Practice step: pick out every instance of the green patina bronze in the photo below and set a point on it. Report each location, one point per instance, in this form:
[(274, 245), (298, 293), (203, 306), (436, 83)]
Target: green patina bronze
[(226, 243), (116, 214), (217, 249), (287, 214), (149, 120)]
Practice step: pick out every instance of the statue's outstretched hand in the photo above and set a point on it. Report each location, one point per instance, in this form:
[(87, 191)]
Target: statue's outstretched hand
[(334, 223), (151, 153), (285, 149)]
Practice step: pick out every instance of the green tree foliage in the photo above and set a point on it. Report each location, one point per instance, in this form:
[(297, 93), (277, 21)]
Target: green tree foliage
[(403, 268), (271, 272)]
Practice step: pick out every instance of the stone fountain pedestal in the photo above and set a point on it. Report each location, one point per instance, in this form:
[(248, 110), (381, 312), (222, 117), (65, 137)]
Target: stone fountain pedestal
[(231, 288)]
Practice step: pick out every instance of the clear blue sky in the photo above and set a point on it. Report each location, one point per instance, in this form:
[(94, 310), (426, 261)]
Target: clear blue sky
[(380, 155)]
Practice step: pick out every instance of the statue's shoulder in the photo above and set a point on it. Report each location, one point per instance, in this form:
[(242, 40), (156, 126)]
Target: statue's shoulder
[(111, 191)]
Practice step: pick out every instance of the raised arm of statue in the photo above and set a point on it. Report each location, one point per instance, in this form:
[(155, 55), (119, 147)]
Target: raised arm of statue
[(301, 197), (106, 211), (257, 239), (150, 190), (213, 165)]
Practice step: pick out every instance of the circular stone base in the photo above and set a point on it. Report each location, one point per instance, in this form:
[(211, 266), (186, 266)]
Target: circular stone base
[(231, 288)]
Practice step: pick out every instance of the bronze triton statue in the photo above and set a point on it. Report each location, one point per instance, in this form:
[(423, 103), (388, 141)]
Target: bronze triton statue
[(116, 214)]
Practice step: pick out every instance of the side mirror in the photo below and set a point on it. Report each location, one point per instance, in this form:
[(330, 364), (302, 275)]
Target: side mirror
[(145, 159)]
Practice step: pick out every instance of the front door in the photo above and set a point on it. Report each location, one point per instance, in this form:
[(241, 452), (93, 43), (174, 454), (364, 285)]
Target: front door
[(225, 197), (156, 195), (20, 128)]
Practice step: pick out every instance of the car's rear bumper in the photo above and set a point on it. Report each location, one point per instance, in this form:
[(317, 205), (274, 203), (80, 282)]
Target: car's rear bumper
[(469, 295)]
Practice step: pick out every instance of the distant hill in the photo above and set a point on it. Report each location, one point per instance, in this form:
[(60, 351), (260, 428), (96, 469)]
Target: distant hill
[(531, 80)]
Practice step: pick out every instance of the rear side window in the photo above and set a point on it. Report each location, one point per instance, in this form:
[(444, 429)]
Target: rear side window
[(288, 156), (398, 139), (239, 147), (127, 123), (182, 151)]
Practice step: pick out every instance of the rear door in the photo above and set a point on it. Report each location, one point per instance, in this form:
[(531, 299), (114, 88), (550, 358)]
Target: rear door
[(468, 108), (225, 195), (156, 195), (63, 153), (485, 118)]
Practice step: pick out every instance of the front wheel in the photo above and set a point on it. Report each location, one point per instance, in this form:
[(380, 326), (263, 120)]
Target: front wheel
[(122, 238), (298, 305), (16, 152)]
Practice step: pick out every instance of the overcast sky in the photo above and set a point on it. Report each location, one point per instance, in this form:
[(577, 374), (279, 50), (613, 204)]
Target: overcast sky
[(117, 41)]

(EXERCISE PROMPT) Retype the material in full, keeping each line exactly as it is.

(SOLUTION TO THIS EXERCISE)
Practice step: pick out every instance of the green patina bronze in the photo below and set a point on it. Report each location, one point per instance, in this form:
[(274, 245), (298, 293), (203, 306), (436, 83)]
Target: green patina bronze
[(226, 243), (116, 214), (217, 249), (287, 214), (149, 120)]
Practice step: pick out every instance of the statue's outstretched hand in the photo above and set a point on it. Report each location, one point per instance, in this form:
[(87, 191)]
Target: statue's outstretched hand
[(334, 223), (151, 153), (285, 149)]
Practice step: pick out every instance of the green tree foliage in the photo above and set a point on it. Report each location, one point per instance, in this form:
[(297, 93), (277, 21)]
Target: green tree foliage
[(403, 268), (271, 272)]
Practice step: pick out every instance of the stone fountain pedestal in the photo above and set a point on it. Report each location, one point per instance, in this form:
[(248, 110), (381, 312), (222, 117), (65, 137)]
Target: stone fountain pedestal
[(231, 288)]
Practice step: pick out every instance of the clear blue sky in the photo above and set a point on it. Report each location, one point per instance, in this form:
[(94, 310), (426, 261)]
Target: clear blue sky
[(380, 155)]
Practice step: pick out every instance of the statue's shoulder in the photo above and set a point on it. Report each location, one point per instance, in this form:
[(242, 40), (156, 126)]
Target: statue's shoulder
[(111, 191)]
Practice step: pick out every instance of the raised arm of statue in the photo above and set a point on it. Report each location, one point per instance, in this form:
[(155, 55), (119, 147)]
Target: raised arm of statue
[(301, 197), (106, 211), (257, 239), (150, 190), (213, 165)]
Practice step: pick out every instance of the circular stone base in the photo above and set a point on it. Report each location, one point per instance, in this form:
[(211, 266), (186, 266)]
Target: circular stone base
[(231, 288)]
Practice step: pick out every instance of the bronze triton statue in the photo above and set a point on it. Report each location, one point per instance, in this form:
[(423, 103), (388, 141)]
Target: bronze triton statue
[(116, 214)]
Practice step: pick out every instance of the side mirror in the photo below and set a point on it. Report each location, one point per instance, in this form:
[(330, 364), (302, 275)]
Target: side mirror
[(145, 159)]
Practice step: pick out every instance of the front door in the photo above and set a point on it. Report each location, one point per instance, in this form:
[(241, 452), (93, 43), (174, 454), (364, 285)]
Target: front door
[(225, 197), (156, 195), (20, 128)]
Practice step: pick out every instance of the car's rear bumper in the photo above and set a point on it. Report each location, one point per instance, in this form:
[(317, 205), (274, 203), (80, 282)]
Target: car's rear bumper
[(469, 295)]
Practice step: pick out every instance of the distant hill in the photo above and set a point on it. Report each location, one point per instance, in this form:
[(60, 351), (260, 428), (96, 469)]
Target: distant hill
[(531, 80)]
Practice step: pick out every instance of the rear side window in the photo above and set a point on it. Report each location, one point per instance, in this form:
[(444, 429)]
Target: rear side window
[(288, 156), (398, 139), (239, 147), (127, 123), (182, 151)]
Practice step: pick out every instance of the rear door in the photo above and set a point on it. Report each location, one point per instance, in this form:
[(531, 299), (114, 88), (550, 358)]
Target: rear door
[(468, 108), (225, 195), (156, 195), (63, 153), (485, 118)]
Practice step: pick out every instance of the front wheel in the photo above and set a point on it. Report each location, one point per instance, in this form:
[(380, 326), (263, 120)]
Target: front wheel
[(122, 238), (298, 305), (16, 152)]
Practice step: pick out every instance of the overcast sky in the photo above and set a point on it. Report each location, one point per instance, in this form:
[(577, 374), (279, 50), (613, 204)]
Target: overcast sky
[(117, 41)]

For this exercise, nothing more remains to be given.